* INSTRUCTIONS FOR THE TASK: Which rows below contain the word "cluster", with case counting? Report each of those rows in full.

* Rows contained in a dataset:

[start]

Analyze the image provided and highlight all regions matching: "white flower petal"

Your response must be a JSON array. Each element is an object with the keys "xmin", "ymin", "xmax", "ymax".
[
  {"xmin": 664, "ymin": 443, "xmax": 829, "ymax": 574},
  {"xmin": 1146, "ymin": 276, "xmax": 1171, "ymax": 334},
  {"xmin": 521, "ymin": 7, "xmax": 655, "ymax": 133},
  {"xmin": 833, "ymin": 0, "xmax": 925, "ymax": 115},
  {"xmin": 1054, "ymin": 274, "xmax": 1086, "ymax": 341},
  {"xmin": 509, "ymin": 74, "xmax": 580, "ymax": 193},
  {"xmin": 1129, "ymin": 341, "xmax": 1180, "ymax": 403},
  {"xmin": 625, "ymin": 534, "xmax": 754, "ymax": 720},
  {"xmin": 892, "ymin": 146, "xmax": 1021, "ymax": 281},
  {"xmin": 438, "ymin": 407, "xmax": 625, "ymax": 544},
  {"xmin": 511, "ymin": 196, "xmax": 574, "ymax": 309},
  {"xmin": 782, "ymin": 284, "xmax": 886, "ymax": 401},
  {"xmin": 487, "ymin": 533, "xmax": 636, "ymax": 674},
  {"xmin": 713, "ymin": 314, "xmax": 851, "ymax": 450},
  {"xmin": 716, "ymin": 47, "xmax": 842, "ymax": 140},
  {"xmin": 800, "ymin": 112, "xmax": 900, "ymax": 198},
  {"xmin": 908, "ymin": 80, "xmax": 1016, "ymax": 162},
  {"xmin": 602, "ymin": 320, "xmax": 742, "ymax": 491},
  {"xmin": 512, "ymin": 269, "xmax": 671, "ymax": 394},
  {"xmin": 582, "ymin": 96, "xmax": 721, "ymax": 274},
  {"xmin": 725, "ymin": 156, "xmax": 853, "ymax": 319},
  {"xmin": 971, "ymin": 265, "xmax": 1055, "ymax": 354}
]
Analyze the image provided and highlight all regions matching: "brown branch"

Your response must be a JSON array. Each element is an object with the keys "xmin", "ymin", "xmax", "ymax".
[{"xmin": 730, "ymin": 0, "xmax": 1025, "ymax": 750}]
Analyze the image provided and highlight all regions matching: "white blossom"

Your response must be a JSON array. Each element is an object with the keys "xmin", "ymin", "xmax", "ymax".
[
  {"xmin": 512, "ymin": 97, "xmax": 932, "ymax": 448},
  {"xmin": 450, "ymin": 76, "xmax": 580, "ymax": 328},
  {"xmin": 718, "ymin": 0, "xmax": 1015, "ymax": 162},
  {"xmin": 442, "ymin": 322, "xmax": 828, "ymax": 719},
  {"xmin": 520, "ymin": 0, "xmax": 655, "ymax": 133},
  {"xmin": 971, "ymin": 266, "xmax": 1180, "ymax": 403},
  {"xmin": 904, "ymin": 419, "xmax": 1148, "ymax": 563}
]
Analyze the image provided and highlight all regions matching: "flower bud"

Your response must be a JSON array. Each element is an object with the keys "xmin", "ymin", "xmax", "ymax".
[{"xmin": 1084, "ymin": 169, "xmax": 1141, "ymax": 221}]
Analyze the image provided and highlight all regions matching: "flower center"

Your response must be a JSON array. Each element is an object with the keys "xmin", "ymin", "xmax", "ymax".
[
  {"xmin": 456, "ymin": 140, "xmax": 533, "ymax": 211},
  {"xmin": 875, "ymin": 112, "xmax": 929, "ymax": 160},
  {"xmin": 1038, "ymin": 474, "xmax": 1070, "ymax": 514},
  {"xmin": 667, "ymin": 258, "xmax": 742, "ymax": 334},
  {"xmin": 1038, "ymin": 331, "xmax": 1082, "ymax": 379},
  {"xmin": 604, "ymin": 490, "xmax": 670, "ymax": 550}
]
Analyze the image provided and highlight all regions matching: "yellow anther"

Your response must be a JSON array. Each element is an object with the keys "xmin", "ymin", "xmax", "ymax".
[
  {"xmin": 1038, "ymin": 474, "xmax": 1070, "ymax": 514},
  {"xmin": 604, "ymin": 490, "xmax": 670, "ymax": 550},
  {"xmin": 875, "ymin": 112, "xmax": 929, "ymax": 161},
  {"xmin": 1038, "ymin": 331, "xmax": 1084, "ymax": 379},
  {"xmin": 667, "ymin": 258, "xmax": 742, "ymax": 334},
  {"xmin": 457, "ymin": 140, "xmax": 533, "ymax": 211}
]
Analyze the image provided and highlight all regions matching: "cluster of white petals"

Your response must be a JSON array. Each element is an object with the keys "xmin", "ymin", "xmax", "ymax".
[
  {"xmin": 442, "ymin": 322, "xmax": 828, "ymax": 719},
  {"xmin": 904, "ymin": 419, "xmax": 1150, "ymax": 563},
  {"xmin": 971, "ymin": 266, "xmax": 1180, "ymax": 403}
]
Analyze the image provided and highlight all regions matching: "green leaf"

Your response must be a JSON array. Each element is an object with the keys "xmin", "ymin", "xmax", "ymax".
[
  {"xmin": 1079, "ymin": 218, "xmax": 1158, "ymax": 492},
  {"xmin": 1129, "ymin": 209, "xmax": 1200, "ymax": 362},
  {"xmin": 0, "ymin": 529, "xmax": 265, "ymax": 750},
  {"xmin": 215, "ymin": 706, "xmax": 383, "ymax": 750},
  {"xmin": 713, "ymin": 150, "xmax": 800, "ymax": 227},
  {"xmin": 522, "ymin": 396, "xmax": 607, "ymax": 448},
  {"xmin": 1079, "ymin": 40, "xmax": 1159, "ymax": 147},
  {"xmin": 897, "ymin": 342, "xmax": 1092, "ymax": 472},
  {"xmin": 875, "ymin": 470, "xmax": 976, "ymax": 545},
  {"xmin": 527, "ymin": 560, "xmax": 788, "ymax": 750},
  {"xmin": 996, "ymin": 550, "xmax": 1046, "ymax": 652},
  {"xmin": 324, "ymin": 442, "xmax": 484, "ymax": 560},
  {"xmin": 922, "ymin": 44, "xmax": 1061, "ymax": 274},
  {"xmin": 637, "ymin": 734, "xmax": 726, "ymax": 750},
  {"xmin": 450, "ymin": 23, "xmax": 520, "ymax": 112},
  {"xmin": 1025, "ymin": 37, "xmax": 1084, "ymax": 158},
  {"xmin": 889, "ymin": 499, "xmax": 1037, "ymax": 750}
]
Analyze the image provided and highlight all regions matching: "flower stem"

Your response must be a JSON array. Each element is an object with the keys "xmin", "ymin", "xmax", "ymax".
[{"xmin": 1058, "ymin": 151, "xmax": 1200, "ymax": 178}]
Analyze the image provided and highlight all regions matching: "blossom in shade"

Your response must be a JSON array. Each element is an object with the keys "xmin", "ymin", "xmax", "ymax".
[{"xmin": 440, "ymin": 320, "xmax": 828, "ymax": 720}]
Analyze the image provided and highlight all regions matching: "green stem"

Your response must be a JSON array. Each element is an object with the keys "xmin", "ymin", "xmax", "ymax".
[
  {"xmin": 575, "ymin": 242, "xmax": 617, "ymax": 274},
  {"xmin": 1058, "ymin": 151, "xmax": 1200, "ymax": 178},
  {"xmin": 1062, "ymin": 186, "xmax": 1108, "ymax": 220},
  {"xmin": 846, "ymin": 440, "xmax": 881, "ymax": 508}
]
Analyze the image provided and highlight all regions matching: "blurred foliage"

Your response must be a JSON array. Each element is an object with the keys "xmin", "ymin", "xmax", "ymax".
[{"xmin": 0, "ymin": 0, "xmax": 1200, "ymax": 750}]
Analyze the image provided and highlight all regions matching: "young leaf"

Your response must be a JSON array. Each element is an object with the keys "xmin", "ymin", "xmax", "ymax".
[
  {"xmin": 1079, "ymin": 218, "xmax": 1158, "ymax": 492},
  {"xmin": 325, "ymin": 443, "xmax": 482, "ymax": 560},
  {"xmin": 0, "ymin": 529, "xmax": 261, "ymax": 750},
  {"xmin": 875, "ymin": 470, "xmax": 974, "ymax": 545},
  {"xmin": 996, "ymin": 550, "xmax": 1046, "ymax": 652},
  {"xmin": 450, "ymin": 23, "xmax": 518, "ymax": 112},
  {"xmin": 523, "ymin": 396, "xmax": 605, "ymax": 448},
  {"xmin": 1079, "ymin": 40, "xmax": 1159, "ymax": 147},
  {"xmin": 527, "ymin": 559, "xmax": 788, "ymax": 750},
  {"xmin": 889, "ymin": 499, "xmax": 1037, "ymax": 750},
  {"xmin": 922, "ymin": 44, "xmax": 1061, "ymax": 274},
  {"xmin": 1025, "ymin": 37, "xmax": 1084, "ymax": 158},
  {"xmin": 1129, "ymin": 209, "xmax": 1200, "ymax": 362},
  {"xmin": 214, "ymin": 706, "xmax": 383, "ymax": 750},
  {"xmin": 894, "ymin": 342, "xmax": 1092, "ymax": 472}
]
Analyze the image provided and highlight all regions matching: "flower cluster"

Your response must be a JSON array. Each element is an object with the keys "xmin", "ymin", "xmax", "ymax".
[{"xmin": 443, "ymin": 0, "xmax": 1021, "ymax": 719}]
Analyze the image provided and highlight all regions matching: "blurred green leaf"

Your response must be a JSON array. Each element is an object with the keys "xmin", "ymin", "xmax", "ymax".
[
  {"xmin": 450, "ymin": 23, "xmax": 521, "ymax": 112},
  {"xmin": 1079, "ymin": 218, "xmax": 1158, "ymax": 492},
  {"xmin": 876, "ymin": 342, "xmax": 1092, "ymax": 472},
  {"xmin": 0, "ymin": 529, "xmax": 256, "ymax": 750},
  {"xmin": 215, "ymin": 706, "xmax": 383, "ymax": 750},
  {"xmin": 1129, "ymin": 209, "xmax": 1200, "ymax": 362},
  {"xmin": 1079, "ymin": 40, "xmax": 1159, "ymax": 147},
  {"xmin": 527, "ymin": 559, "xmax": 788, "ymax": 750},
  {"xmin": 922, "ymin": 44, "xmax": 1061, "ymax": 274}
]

[end]

* RESULT OF THIS TASK:
Analyze the image provided and highlight all regions matching: "cluster of white petals"
Analyze the image provided and highlight all regions matching: "flower cluster"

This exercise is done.